WORK REQUEST —
Render the rows below as a JSON list of strings, one string per line, from the start of the rows up to and including the line containing "204L436 287L490 285L484". Omit blank lines and leave the pictures out of the answer.

[Records contained in a dataset]
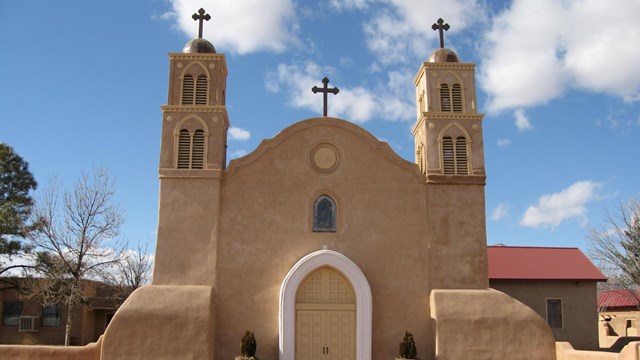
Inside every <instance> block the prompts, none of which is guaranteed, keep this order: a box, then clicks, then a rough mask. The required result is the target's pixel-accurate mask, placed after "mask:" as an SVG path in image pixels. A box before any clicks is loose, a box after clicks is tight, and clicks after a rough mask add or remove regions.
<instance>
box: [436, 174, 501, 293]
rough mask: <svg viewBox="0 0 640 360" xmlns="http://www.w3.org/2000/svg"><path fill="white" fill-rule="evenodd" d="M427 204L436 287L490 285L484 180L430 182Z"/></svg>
mask: <svg viewBox="0 0 640 360" xmlns="http://www.w3.org/2000/svg"><path fill="white" fill-rule="evenodd" d="M427 204H428V209H427V212H428V217H427V218H428V220H427V221H426V224H425V226H427V233H428V234H429V237H430V253H429V258H430V264H431V268H430V269H431V270H430V274H431V277H432V280H431V286H432V288H433V289H485V288H487V287H489V280H488V277H487V271H488V270H487V249H486V244H487V241H486V230H485V210H484V209H485V206H484V183H481V184H453V185H445V184H438V183H435V184H434V183H429V184H428V185H427Z"/></svg>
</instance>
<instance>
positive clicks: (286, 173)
mask: <svg viewBox="0 0 640 360" xmlns="http://www.w3.org/2000/svg"><path fill="white" fill-rule="evenodd" d="M473 71H474V66H473V64H463V63H441V64H429V63H423V64H422V65H421V67H420V70H419V72H418V76H417V77H416V91H417V92H416V96H417V98H421V99H422V100H421V103H420V104H417V109H418V113H417V115H418V116H417V121H416V125H415V126H414V129H413V136H414V138H415V145H416V149H418V148H419V149H421V150H424V151H425V152H424V153H420V154H419V155H420V162H418V161H416V163H413V162H409V161H406V160H404V159H402V158H400V157H399V156H398V155H396V154H395V153H394V152H393V151H392V150H391V148H390V147H389V145H388V144H387V143H385V142H382V141H379V140H378V139H376V138H375V137H374V136H372V135H371V134H370V133H369V132H367V131H366V130H364V129H363V128H362V127H360V126H357V125H355V124H353V123H350V122H348V121H345V120H341V119H336V118H329V117H322V118H313V119H308V120H303V121H300V122H296V123H295V124H293V125H291V126H289V127H288V128H286V129H284V130H283V131H282V132H280V133H279V134H278V135H276V136H275V137H274V138H273V139H268V140H265V141H263V142H262V143H261V144H260V146H259V147H258V148H257V149H256V150H255V151H253V152H252V153H250V154H248V155H247V156H245V157H243V158H240V159H236V160H233V161H231V162H230V163H229V166H228V167H227V166H226V146H227V142H226V140H227V129H228V127H229V125H230V121H229V119H228V117H227V111H226V107H225V96H226V76H227V68H226V60H225V58H224V56H223V55H220V54H208V53H207V54H198V53H189V54H171V55H170V74H169V97H168V104H167V106H163V107H162V111H163V116H162V132H161V134H162V135H161V136H162V139H161V144H162V145H161V149H160V163H159V175H160V194H159V198H160V202H159V224H158V238H157V247H156V257H155V268H154V278H153V284H152V285H150V286H147V287H143V288H141V289H139V290H137V291H136V292H134V293H133V295H132V296H131V297H130V298H129V299H128V300H127V301H126V302H125V303H124V304H123V306H122V307H121V308H120V310H119V311H118V312H117V313H116V315H115V317H114V318H113V320H112V322H111V324H110V325H109V327H108V328H107V331H106V333H105V337H104V343H103V345H102V349H101V350H102V352H101V357H100V359H101V360H105V359H109V360H112V359H154V360H156V359H172V360H173V359H198V360H201V359H207V360H212V359H219V360H223V359H233V358H235V356H236V355H238V343H239V341H240V339H241V337H242V335H243V334H244V332H245V330H251V331H253V332H254V334H255V336H256V339H257V343H258V352H257V356H258V357H259V358H261V359H263V360H275V359H278V358H280V359H282V360H290V359H294V356H293V355H294V351H291V349H290V348H285V349H284V350H283V348H284V347H285V346H286V345H282V347H283V348H281V344H283V343H284V342H283V338H282V336H289V337H290V338H288V339H287V344H292V343H295V341H292V339H291V337H293V336H294V334H295V331H292V329H291V327H295V325H291V326H289V327H288V328H285V327H284V326H283V325H282V324H283V323H285V322H286V323H294V320H295V319H293V317H294V315H293V314H295V305H296V304H292V303H293V302H295V300H292V301H291V302H292V303H286V301H283V298H285V299H287V298H294V299H295V297H292V296H291V294H292V293H293V292H295V291H297V288H295V287H296V286H298V285H292V286H291V288H289V287H288V285H287V286H283V284H284V283H283V282H286V283H287V284H289V280H291V279H292V278H295V275H296V274H298V273H297V272H296V271H294V270H295V269H300V268H304V269H305V271H307V270H308V271H313V270H316V269H317V268H321V267H323V266H328V265H327V264H329V263H330V264H331V265H332V266H335V268H334V270H336V271H338V272H342V275H344V277H345V278H347V279H349V280H350V281H352V282H353V283H352V284H351V285H352V287H353V289H354V291H355V293H356V297H357V299H356V301H355V303H356V304H357V305H356V311H355V313H356V314H357V315H356V319H355V321H354V324H355V325H354V326H355V331H354V332H351V331H352V330H353V327H349V328H348V330H349V331H350V336H351V335H353V334H354V333H355V337H356V338H357V337H359V338H360V340H358V341H359V343H358V344H356V346H355V347H354V348H355V349H359V351H357V352H356V354H355V359H357V360H371V359H374V360H388V359H392V358H394V357H395V356H396V355H397V349H398V343H399V342H400V340H401V339H402V337H403V335H404V332H405V330H410V331H411V332H412V333H413V335H414V339H415V341H416V345H417V347H418V357H419V358H420V359H422V360H434V359H436V358H437V359H443V360H444V359H450V360H464V359H473V360H478V359H492V360H496V359H544V360H552V359H555V344H554V340H553V335H552V333H551V330H550V329H549V328H548V326H547V325H546V323H545V322H544V321H543V320H542V319H541V318H540V317H539V316H538V315H536V314H535V313H534V312H533V311H532V310H531V309H530V308H528V307H526V306H524V305H522V304H521V303H519V302H517V301H516V300H514V299H513V298H511V297H508V296H506V295H504V294H503V293H500V292H498V291H495V290H487V289H486V288H487V287H488V285H489V282H488V277H487V255H486V238H485V237H486V230H485V202H484V201H485V200H484V185H485V167H484V149H483V147H484V146H483V139H482V136H483V135H482V117H483V116H482V115H481V114H478V113H477V108H476V105H477V102H476V98H475V80H474V74H473ZM185 74H186V75H190V76H191V75H194V76H204V77H205V78H206V79H207V82H206V84H207V85H206V89H203V88H200V93H201V95H202V99H205V100H201V102H200V103H197V101H195V102H192V103H190V104H184V103H183V101H182V97H183V96H184V98H187V99H188V98H189V95H188V92H189V91H184V92H183V93H181V91H182V90H181V89H183V88H184V83H183V79H184V76H186V75H185ZM443 81H444V82H454V83H457V86H461V88H462V89H463V90H464V91H463V93H462V95H461V98H462V100H461V101H462V103H463V104H464V106H462V107H461V108H460V109H459V110H456V112H451V111H450V112H447V113H444V112H441V111H440V110H441V109H440V103H439V102H438V100H437V99H438V97H439V96H440V95H437V94H438V93H439V91H440V90H439V89H440V86H441V83H442V82H443ZM191 91H193V89H192V90H191ZM198 91H199V90H198V88H197V85H196V92H198ZM185 94H187V95H185ZM183 130H184V132H183V133H187V138H188V139H190V140H189V141H185V140H182V141H180V140H179V136H180V134H181V131H183ZM195 132H199V133H198V134H204V138H199V139H202V143H199V145H198V146H199V147H198V150H197V156H198V157H199V158H201V159H202V164H204V165H203V166H202V169H200V167H201V166H200V165H197V166H195V167H196V168H188V167H189V166H192V165H193V164H192V163H191V159H192V156H193V154H195V153H196V152H195V150H194V148H195V145H194V144H195V141H193V139H194V137H191V136H192V135H193V134H195ZM444 134H447V139H449V138H450V137H451V136H454V137H455V139H458V138H461V139H463V140H464V141H461V142H459V143H457V144H464V145H461V146H460V147H458V145H456V155H455V159H456V160H455V163H456V165H455V174H453V175H452V174H451V173H446V171H445V170H443V169H444V168H445V165H443V164H444V163H445V161H444V158H445V156H446V159H449V160H447V161H450V159H452V156H453V154H452V152H446V155H445V151H444V150H442V149H443V147H442V146H441V145H440V144H441V141H442V139H443V136H444ZM198 136H200V135H198ZM199 141H200V140H199ZM456 141H457V140H456ZM179 145H180V146H179ZM185 149H186V150H185ZM318 149H321V150H318ZM316 151H319V152H317V153H316ZM185 154H186V155H185ZM180 156H182V158H181V159H182V160H181V161H182V163H181V165H180V166H178V164H179V162H178V159H179V158H180ZM416 156H417V157H418V154H417V155H416ZM185 158H188V159H189V166H186V167H185V165H184V164H185V160H184V159H185ZM458 159H462V160H458ZM179 167H180V168H179ZM458 169H460V170H458ZM447 171H448V170H447ZM459 171H460V173H458V172H459ZM445 173H446V174H445ZM320 195H328V196H330V197H331V198H332V199H333V200H334V201H335V205H336V214H337V216H336V229H335V232H314V231H313V230H312V229H313V226H312V223H313V205H314V202H315V200H316V199H318V197H319V196H320ZM321 249H324V250H322V251H325V253H322V254H325V255H326V254H328V253H329V252H330V253H331V254H333V255H331V256H329V255H327V256H325V257H323V256H316V257H313V256H310V255H314V254H316V253H317V252H318V251H319V250H321ZM310 258H313V259H321V260H322V259H324V260H322V261H325V263H323V262H322V261H320V260H318V262H317V263H314V262H313V261H311V260H309V261H306V262H304V259H310ZM336 259H340V260H336ZM301 262H302V265H301ZM340 267H342V268H340ZM301 271H302V270H301ZM285 279H287V280H286V281H285ZM298 280H300V281H301V280H302V279H298ZM296 281H297V280H296ZM292 283H293V284H298V283H296V282H295V281H293V280H292ZM214 300H215V301H214ZM331 305H335V304H334V303H330V304H324V303H323V304H320V305H319V307H318V309H317V310H320V311H327V312H328V311H329V310H328V309H329V307H330V306H331ZM287 306H289V307H287ZM280 309H289V310H283V314H281V313H280ZM365 310H366V311H365ZM285 311H288V312H285ZM285 320H286V321H285ZM294 324H295V323H294ZM326 328H328V327H326ZM326 328H325V329H326ZM300 329H302V327H300ZM287 330H288V331H289V333H287ZM283 334H284V335H283ZM352 337H353V336H352ZM345 338H346V337H345ZM363 339H366V341H363ZM369 343H371V344H372V345H371V349H369V348H368V347H369V346H368V345H367V346H366V348H365V346H364V345H363V344H369ZM318 348H319V347H318ZM327 349H328V348H327V347H323V350H324V351H328V350H327ZM2 351H3V350H2V349H1V348H0V355H1V354H3V353H2ZM325 354H326V353H325ZM365 354H366V355H365ZM369 354H371V356H370V357H369ZM31 358H35V357H31Z"/></svg>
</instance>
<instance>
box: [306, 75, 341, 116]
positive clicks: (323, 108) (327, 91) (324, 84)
mask: <svg viewBox="0 0 640 360" xmlns="http://www.w3.org/2000/svg"><path fill="white" fill-rule="evenodd" d="M322 84H324V86H323V87H321V88H319V87H317V86H314V87H312V88H311V91H313V93H314V94H316V93H318V92H321V93H322V100H323V114H324V116H327V94H328V93H332V94H334V95H335V94H337V93H338V92H340V89H338V88H337V87H334V88H329V87H328V86H329V78H327V77H326V76H325V77H324V79H322Z"/></svg>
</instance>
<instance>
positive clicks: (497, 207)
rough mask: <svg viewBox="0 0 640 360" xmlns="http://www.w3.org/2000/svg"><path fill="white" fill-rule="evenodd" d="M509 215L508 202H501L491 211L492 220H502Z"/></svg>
mask: <svg viewBox="0 0 640 360" xmlns="http://www.w3.org/2000/svg"><path fill="white" fill-rule="evenodd" d="M507 216H509V205H507V204H499V205H498V206H496V208H495V209H493V211H492V212H491V220H493V221H498V220H502V219H504V218H506V217H507Z"/></svg>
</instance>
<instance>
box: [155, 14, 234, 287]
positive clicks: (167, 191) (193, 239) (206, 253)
mask: <svg viewBox="0 0 640 360" xmlns="http://www.w3.org/2000/svg"><path fill="white" fill-rule="evenodd" d="M193 19H194V20H196V21H198V22H199V34H198V37H197V38H195V39H192V40H191V41H189V42H188V43H187V44H186V45H185V47H184V49H183V51H182V52H181V53H172V54H169V61H170V65H169V97H168V104H167V105H165V106H162V141H161V149H160V166H159V173H160V204H159V219H158V220H159V222H158V223H159V226H158V240H157V247H156V260H155V261H156V266H155V270H154V274H153V283H154V284H192V285H210V286H213V285H214V284H215V279H216V271H215V263H216V256H217V238H218V219H219V216H218V214H219V210H220V182H221V174H222V171H223V170H224V168H225V166H226V148H227V130H228V128H229V119H228V115H227V109H226V106H225V95H226V94H225V90H226V77H227V65H226V61H225V57H224V55H223V54H218V53H216V49H215V48H214V46H213V45H212V44H211V43H210V42H209V41H207V40H206V39H203V38H202V24H203V21H208V20H209V19H211V16H210V15H209V14H205V11H204V9H200V10H199V11H198V13H196V14H193ZM204 214H206V218H205V215H204ZM176 254H179V256H176Z"/></svg>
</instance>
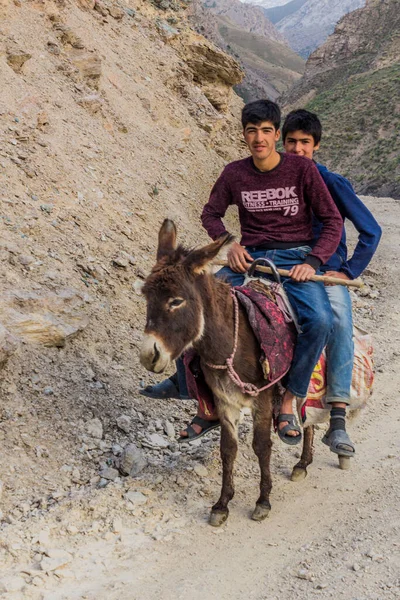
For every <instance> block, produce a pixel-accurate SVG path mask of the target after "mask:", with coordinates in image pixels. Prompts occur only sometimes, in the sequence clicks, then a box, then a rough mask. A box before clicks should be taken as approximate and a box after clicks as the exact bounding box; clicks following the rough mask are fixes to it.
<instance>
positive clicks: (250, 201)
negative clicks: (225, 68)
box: [142, 100, 342, 445]
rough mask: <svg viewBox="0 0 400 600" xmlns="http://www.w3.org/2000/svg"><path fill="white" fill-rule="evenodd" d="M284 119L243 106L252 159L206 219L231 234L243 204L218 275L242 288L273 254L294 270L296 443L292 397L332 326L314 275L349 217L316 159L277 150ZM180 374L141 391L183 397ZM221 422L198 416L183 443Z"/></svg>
mask: <svg viewBox="0 0 400 600" xmlns="http://www.w3.org/2000/svg"><path fill="white" fill-rule="evenodd" d="M280 117H281V115H280V109H279V107H278V105H277V104H275V103H274V102H271V101H269V100H258V101H256V102H251V103H249V104H247V105H246V106H245V107H244V109H243V111H242V125H243V135H244V138H245V141H246V143H247V145H248V148H249V150H250V154H251V156H249V157H248V158H245V159H243V160H239V161H235V162H233V163H230V164H228V165H227V166H226V167H225V169H224V170H223V172H222V173H221V175H220V177H219V178H218V180H217V182H216V183H215V185H214V187H213V189H212V191H211V195H210V199H209V201H208V203H207V204H206V205H205V207H204V209H203V213H202V216H201V218H202V223H203V226H204V227H205V229H206V230H207V232H208V234H209V235H210V237H211V238H213V239H216V238H217V237H219V236H220V235H222V234H224V233H225V232H226V229H225V226H224V224H223V222H222V218H223V217H224V215H225V213H226V210H227V208H228V206H230V205H232V204H234V205H236V206H237V207H238V211H239V221H240V227H241V235H242V237H241V241H240V243H238V242H234V243H233V244H232V246H231V248H230V250H229V252H228V264H229V267H224V268H223V269H221V270H220V271H219V272H218V273H217V276H218V277H224V278H225V279H226V280H227V281H228V282H229V283H231V285H234V286H235V285H242V283H243V281H244V273H245V272H246V271H247V269H248V267H249V266H250V263H251V262H252V261H253V260H255V259H256V258H269V259H271V260H272V261H273V262H274V263H275V264H276V266H277V267H278V268H282V269H288V270H289V271H290V277H288V278H285V280H284V283H283V285H284V287H285V290H286V292H287V294H288V296H289V299H290V301H291V304H292V307H293V309H294V311H295V313H296V316H297V320H298V323H299V326H300V329H301V331H300V333H299V336H298V339H297V344H296V349H295V352H294V357H293V361H292V365H291V368H290V370H289V373H288V374H287V376H286V380H285V387H286V391H285V395H284V398H283V402H282V406H281V410H280V415H279V418H278V434H279V437H280V438H281V439H282V440H283V441H284V442H286V443H287V444H290V445H294V444H298V443H299V442H300V440H301V429H300V427H299V425H298V423H297V421H296V417H295V415H294V413H293V400H294V398H295V397H298V398H305V397H306V395H307V389H308V385H309V382H310V378H311V375H312V372H313V369H314V366H315V365H316V363H317V362H318V359H319V357H320V355H321V352H322V350H323V348H324V347H325V345H326V343H327V340H328V337H329V335H330V333H331V331H332V327H333V315H332V309H331V306H330V303H329V299H328V296H327V294H326V291H325V288H324V286H323V284H322V283H317V282H313V281H310V278H311V277H312V275H314V274H315V272H316V271H318V269H319V267H320V266H321V265H322V264H324V263H325V262H326V261H327V260H328V259H329V258H330V256H331V255H332V254H333V253H334V252H335V250H336V248H337V246H338V244H339V241H340V238H341V233H342V219H341V217H340V214H339V211H338V209H337V208H336V205H335V203H334V202H333V200H332V198H331V196H330V194H329V192H328V190H327V188H326V186H325V183H324V182H323V180H322V178H321V176H320V174H319V172H318V169H317V167H316V166H315V164H314V163H313V162H312V161H311V160H309V159H307V158H304V157H301V156H295V155H291V154H281V153H279V152H277V150H276V142H277V141H278V140H279V137H280V131H279V127H280ZM313 213H314V214H315V215H316V216H317V218H318V220H319V221H321V222H322V223H323V231H322V234H321V236H320V238H319V240H318V242H317V243H316V244H315V245H314V247H313V248H312V247H311V243H312V241H313V237H314V236H313V230H312V214H313ZM179 371H180V369H179V368H178V381H179V386H178V388H177V387H176V383H175V382H176V381H177V379H175V380H174V381H173V380H172V379H171V380H166V381H164V382H161V383H160V384H157V385H156V386H150V388H149V389H148V390H147V389H146V390H144V391H143V392H142V393H144V394H145V395H149V396H151V397H168V396H169V395H170V394H171V391H170V390H171V389H173V392H172V393H174V394H178V395H179V394H180V395H181V396H183V395H184V393H185V391H184V377H183V382H182V385H181V381H180V379H182V377H179ZM157 388H160V390H158V389H157ZM158 394H159V395H158ZM171 395H172V394H171ZM175 397H176V396H175ZM217 423H218V421H210V422H207V421H205V420H204V419H200V418H199V417H198V416H197V417H195V418H194V419H193V421H192V423H191V424H190V425H189V427H188V428H187V429H185V430H183V431H181V432H180V435H181V438H180V441H183V440H185V439H195V438H197V437H200V436H201V435H203V434H204V433H205V432H206V431H209V430H211V429H213V428H214V427H216V426H217Z"/></svg>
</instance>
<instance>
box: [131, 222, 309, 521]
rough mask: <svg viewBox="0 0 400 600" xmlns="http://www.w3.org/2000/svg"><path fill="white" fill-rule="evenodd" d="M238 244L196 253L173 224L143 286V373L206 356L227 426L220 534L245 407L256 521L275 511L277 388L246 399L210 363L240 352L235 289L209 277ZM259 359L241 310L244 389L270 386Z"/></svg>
mask: <svg viewBox="0 0 400 600" xmlns="http://www.w3.org/2000/svg"><path fill="white" fill-rule="evenodd" d="M232 241H233V237H232V236H231V235H230V234H225V235H224V236H222V237H221V238H219V239H217V240H216V241H214V242H212V243H210V244H208V245H207V246H204V247H203V248H198V249H194V250H191V251H188V250H185V249H184V248H183V247H182V246H177V242H176V228H175V225H174V223H173V221H171V220H169V219H166V220H165V221H164V223H163V224H162V226H161V229H160V231H159V239H158V250H157V262H156V264H155V266H154V267H153V269H152V271H151V273H150V275H149V276H148V278H147V279H146V281H145V284H144V286H143V294H144V296H145V298H146V301H147V321H146V326H145V336H144V340H143V345H142V349H141V353H140V360H141V363H142V365H143V366H144V367H145V368H146V369H148V370H149V371H153V372H155V373H162V372H163V371H164V370H165V368H166V367H167V366H168V364H169V363H170V361H172V360H175V359H176V358H178V357H179V356H180V355H181V354H182V352H183V351H185V350H187V349H189V348H191V347H193V348H194V349H195V350H196V352H197V353H198V354H199V356H200V360H201V367H202V369H203V372H204V376H205V379H206V382H207V384H208V385H209V387H210V389H211V390H212V392H213V395H214V399H215V404H216V408H217V412H218V416H219V419H220V422H221V459H222V465H223V475H222V489H221V495H220V498H219V500H218V502H217V503H216V504H214V506H213V507H212V510H211V515H210V524H211V525H213V526H214V527H219V526H220V525H222V523H224V522H225V521H226V519H227V518H228V514H229V510H228V503H229V501H230V500H231V499H232V498H233V495H234V483H233V465H234V461H235V458H236V454H237V448H238V423H239V415H240V409H241V408H243V407H245V406H246V407H250V408H251V411H252V415H253V423H254V437H253V449H254V452H255V454H256V455H257V457H258V461H259V465H260V471H261V481H260V496H259V498H258V500H257V502H256V506H255V509H254V511H253V513H252V519H254V520H255V521H262V520H263V519H265V518H266V517H267V516H268V514H269V512H270V510H271V505H270V502H269V495H270V492H271V488H272V482H271V473H270V457H271V447H272V441H271V421H272V412H273V397H274V388H273V387H271V388H268V389H266V390H264V391H261V392H260V393H259V395H258V396H256V397H252V396H250V395H248V394H245V393H242V392H241V390H240V388H239V387H237V386H236V385H235V384H234V383H233V381H232V380H231V379H230V377H229V375H228V373H227V371H226V370H219V369H218V370H217V369H214V368H212V367H211V366H209V363H211V364H214V365H223V364H224V363H225V361H226V358H227V357H228V356H229V355H230V354H231V353H232V349H233V346H234V339H235V338H234V304H233V298H232V296H231V293H230V286H229V285H228V284H227V283H224V282H222V281H220V280H218V279H217V278H215V277H214V276H213V275H211V274H210V273H209V272H208V270H207V266H208V265H209V264H210V263H211V261H212V260H213V259H215V257H216V256H217V255H218V253H219V252H220V250H221V249H222V248H223V247H225V246H227V245H228V244H229V243H231V242H232ZM259 353H260V350H259V346H258V342H257V340H256V338H255V336H254V334H253V331H252V329H251V327H250V325H249V323H248V320H247V316H246V314H245V312H244V310H243V309H242V308H241V307H239V330H238V342H237V350H236V354H235V357H234V365H233V366H234V369H235V370H236V372H237V373H238V375H239V377H240V379H241V380H242V381H245V382H249V383H251V384H253V385H255V386H257V387H258V388H262V387H263V386H264V385H265V379H264V375H263V371H262V367H261V365H260V362H259V361H258V360H256V359H255V357H257V356H259ZM307 437H308V436H307ZM311 443H312V440H309V442H308V443H307V444H306V446H307V449H310V448H311ZM303 454H304V453H303ZM302 458H305V462H304V463H302V464H300V463H299V464H298V466H299V467H300V469H301V470H305V468H306V466H307V464H308V463H309V462H311V456H310V461H308V457H304V456H303V457H302ZM300 462H301V461H300ZM296 466H297V465H296ZM295 468H296V467H295Z"/></svg>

ANSWER BOX —
[
  "Inside every <instance> block the prompts, none of which is guaranteed, keep this order: a box, then clicks, then a rough mask. The required result is the target's pixel-accurate mask, placed after \"mask:\" as an SVG path in image pixels. A box before any clicks is loose, a box after clicks is tight, and clicks after a rough mask add or remove regions.",
  "<instance>",
  "box: [436, 174, 501, 293]",
  "rough mask: <svg viewBox=\"0 0 640 360\" xmlns=\"http://www.w3.org/2000/svg\"><path fill=\"white\" fill-rule=\"evenodd\" d=\"M427 204L436 287L490 285L484 180L430 182Z\"/></svg>"
]